» **Required work**
Rewrite all of the material below, changing every "photo above" to "image above" and leaving everything else as it is. Omit the pictures from your answer.

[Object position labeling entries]
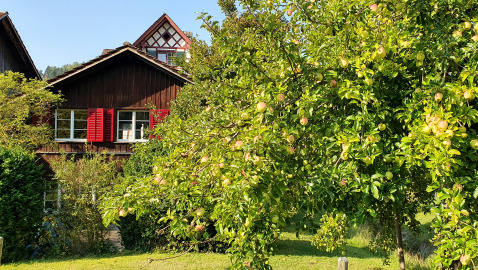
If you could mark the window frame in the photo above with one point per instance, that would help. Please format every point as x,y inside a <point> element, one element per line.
<point>72,126</point>
<point>133,126</point>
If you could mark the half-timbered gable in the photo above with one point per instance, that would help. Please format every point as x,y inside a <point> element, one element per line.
<point>109,99</point>
<point>164,39</point>
<point>13,54</point>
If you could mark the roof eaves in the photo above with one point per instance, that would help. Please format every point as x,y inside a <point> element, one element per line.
<point>113,53</point>
<point>17,35</point>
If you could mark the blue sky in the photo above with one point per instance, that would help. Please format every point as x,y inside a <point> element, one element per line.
<point>58,32</point>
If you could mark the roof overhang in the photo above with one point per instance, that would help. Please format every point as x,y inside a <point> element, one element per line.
<point>113,54</point>
<point>18,43</point>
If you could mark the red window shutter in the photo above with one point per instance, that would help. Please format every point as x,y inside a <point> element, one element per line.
<point>109,125</point>
<point>38,120</point>
<point>95,125</point>
<point>156,117</point>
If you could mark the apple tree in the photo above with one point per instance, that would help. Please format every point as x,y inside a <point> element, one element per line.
<point>21,100</point>
<point>357,107</point>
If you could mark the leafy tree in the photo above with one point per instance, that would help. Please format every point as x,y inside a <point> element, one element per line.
<point>83,181</point>
<point>346,106</point>
<point>21,101</point>
<point>21,201</point>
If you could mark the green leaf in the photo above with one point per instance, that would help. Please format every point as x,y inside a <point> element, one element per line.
<point>375,192</point>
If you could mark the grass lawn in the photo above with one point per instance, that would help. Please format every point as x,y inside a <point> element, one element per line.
<point>290,253</point>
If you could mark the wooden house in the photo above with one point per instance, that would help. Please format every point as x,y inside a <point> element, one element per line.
<point>13,54</point>
<point>164,39</point>
<point>108,101</point>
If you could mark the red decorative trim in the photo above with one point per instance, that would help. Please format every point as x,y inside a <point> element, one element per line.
<point>109,125</point>
<point>95,125</point>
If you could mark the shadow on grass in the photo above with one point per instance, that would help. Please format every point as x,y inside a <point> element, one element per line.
<point>305,248</point>
<point>125,253</point>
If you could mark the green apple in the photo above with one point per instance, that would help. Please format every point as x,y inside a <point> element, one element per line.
<point>468,95</point>
<point>304,121</point>
<point>333,83</point>
<point>474,144</point>
<point>442,125</point>
<point>226,182</point>
<point>465,259</point>
<point>198,227</point>
<point>275,219</point>
<point>258,161</point>
<point>245,116</point>
<point>368,160</point>
<point>447,143</point>
<point>373,8</point>
<point>426,129</point>
<point>319,77</point>
<point>329,31</point>
<point>381,52</point>
<point>467,25</point>
<point>420,56</point>
<point>247,223</point>
<point>343,62</point>
<point>368,81</point>
<point>200,211</point>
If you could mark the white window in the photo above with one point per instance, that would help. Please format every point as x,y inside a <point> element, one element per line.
<point>133,126</point>
<point>70,125</point>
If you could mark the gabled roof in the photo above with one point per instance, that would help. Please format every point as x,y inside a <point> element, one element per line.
<point>13,35</point>
<point>127,47</point>
<point>152,29</point>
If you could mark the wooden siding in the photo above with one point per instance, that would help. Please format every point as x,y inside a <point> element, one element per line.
<point>126,83</point>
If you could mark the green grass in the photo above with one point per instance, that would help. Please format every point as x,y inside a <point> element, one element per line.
<point>290,253</point>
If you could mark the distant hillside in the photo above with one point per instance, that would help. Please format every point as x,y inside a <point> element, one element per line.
<point>52,71</point>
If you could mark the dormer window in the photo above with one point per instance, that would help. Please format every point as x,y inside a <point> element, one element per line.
<point>166,36</point>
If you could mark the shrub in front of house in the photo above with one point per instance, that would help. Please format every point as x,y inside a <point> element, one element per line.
<point>82,181</point>
<point>21,201</point>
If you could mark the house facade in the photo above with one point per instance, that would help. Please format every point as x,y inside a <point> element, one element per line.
<point>109,102</point>
<point>13,53</point>
<point>164,40</point>
<point>109,99</point>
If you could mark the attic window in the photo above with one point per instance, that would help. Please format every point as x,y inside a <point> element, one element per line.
<point>166,36</point>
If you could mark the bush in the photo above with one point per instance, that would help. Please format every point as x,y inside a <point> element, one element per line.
<point>21,201</point>
<point>83,181</point>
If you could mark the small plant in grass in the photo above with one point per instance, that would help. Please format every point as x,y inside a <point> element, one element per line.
<point>332,233</point>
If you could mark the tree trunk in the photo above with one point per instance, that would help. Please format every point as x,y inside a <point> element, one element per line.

» **Response**
If you could mark the window frame in the image above with one point per instance, that would help. Please format every point as x,y inside a <point> element, one element per line.
<point>72,126</point>
<point>133,126</point>
If you could mark the half-timbered gable in the image above with one point per instance, that would help. Please format every point as x,y inside a <point> element, one element per line.
<point>109,99</point>
<point>164,39</point>
<point>13,54</point>
If you could mark the roof eaves in the image above with one point per instance, that would help. Please format every point as x,y inside a <point> element, one element per line.
<point>113,53</point>
<point>17,35</point>
If you could mark the blue sky in the image above with one point per instance, that would help. Please format every point as x,y inside a <point> element, one element per line.
<point>58,32</point>
If you could mark the roof overhang in the image above with one point per instance, that would help. Please format every point as x,y inside a <point> element, one element per line.
<point>113,54</point>
<point>18,43</point>
If you could mark the red window shutter in the image above with one point per instance, that would help. Please format every point as x,y inside a <point> element, one element per line.
<point>109,125</point>
<point>38,120</point>
<point>95,125</point>
<point>156,117</point>
If you could mark the apple tree in the image above with one point per instance, that would help. Please format every point as x,y inside a <point> element, one element per line.
<point>21,100</point>
<point>357,107</point>
If you could mark the leafy tree in the image above with one point per instance, that would help. Please format every point as x,y inside a <point> element, one element per line.
<point>83,181</point>
<point>346,106</point>
<point>21,101</point>
<point>21,201</point>
If you could mark the green leaf in the image above with one point per instance, that would help. Please format every point as x,y inside a <point> element, one element per line.
<point>375,192</point>
If you could mark the grass lawn in the image above with one point per instance, that would help. Please format every point as x,y inside a <point> element, one element per line.
<point>290,253</point>
If you could mark the wooden house in the image above with one point per instance, that would help. Please format every point as x,y inside a <point> element, one element per line.
<point>13,54</point>
<point>164,39</point>
<point>108,101</point>
If you could mark the red decorative trim in the image above with one point per instance, that would help. Please format every point as x,y inside a <point> element, one element per line.
<point>109,125</point>
<point>95,125</point>
If you could mark the shadow on grass in the image above with one point per instance, that would help. Please format every point as x,y inside a <point> element, one element per line.
<point>305,248</point>
<point>125,253</point>
If you could mark the green apple in the image above with one point per instance, that would help. Please format every point as x,y inside a <point> element, one element per line.
<point>468,95</point>
<point>304,121</point>
<point>333,83</point>
<point>474,144</point>
<point>442,125</point>
<point>226,182</point>
<point>465,259</point>
<point>198,227</point>
<point>275,219</point>
<point>258,161</point>
<point>245,116</point>
<point>368,160</point>
<point>447,143</point>
<point>373,8</point>
<point>426,129</point>
<point>319,77</point>
<point>329,31</point>
<point>381,52</point>
<point>467,25</point>
<point>420,56</point>
<point>247,223</point>
<point>343,62</point>
<point>368,81</point>
<point>200,211</point>
If you could mark the white window in the image above with one point per instance, that would help. Please format every point as x,y inside a <point> element, one element per line.
<point>133,126</point>
<point>70,125</point>
If you could mark the gabled roof in the image above with one point per instance, that would help. Please format every point as x,y inside a <point> element, one element per line.
<point>13,35</point>
<point>127,47</point>
<point>152,29</point>
If you could mark the wooden siding in the image above with one point per instance, that would help. Please format every point as x,y inside a <point> element, one element per line.
<point>126,83</point>
If you could mark the green grass in the image above with one point per instance, that would help. Please format every point as x,y inside a <point> element, one element per line.
<point>290,253</point>
If you could mark the distant hillside in the image above with one point per instance, that would help. Please format every point as x,y inside a <point> element, one element per line.
<point>52,71</point>
If you could mark the dormer window in the image above with one point per instance, that would help. Please format every point as x,y inside a <point> element, one element per line.
<point>166,36</point>
If you could mark the shrub in front of house in the image above with one point per instance, that would help. Please format every point as x,y inside a <point> element, one element per line.
<point>82,181</point>
<point>21,201</point>
If you could mark the house facade in the image above with one point per instance, that would help. Please format every point as x,y inside a <point> element, one element per line.
<point>109,102</point>
<point>13,53</point>
<point>164,40</point>
<point>109,99</point>
If you could mark the attic window in the image above with one point per instance, that would help. Please format every point as x,y inside a <point> element, one element per line.
<point>166,36</point>
If you could mark the bush in the image above with one point per instance, that would help. Please format every point as x,y inside a <point> element, one element per line.
<point>21,201</point>
<point>83,181</point>
If you could mark the small plant in grass in the image above with one point per instance, that would help. Please format every point as x,y inside a <point> element, one element per line.
<point>332,233</point>
If you could mark the tree trunk in the image above with one point per instance, that would help. Please format every point as x,y inside a <point> element, one element per line.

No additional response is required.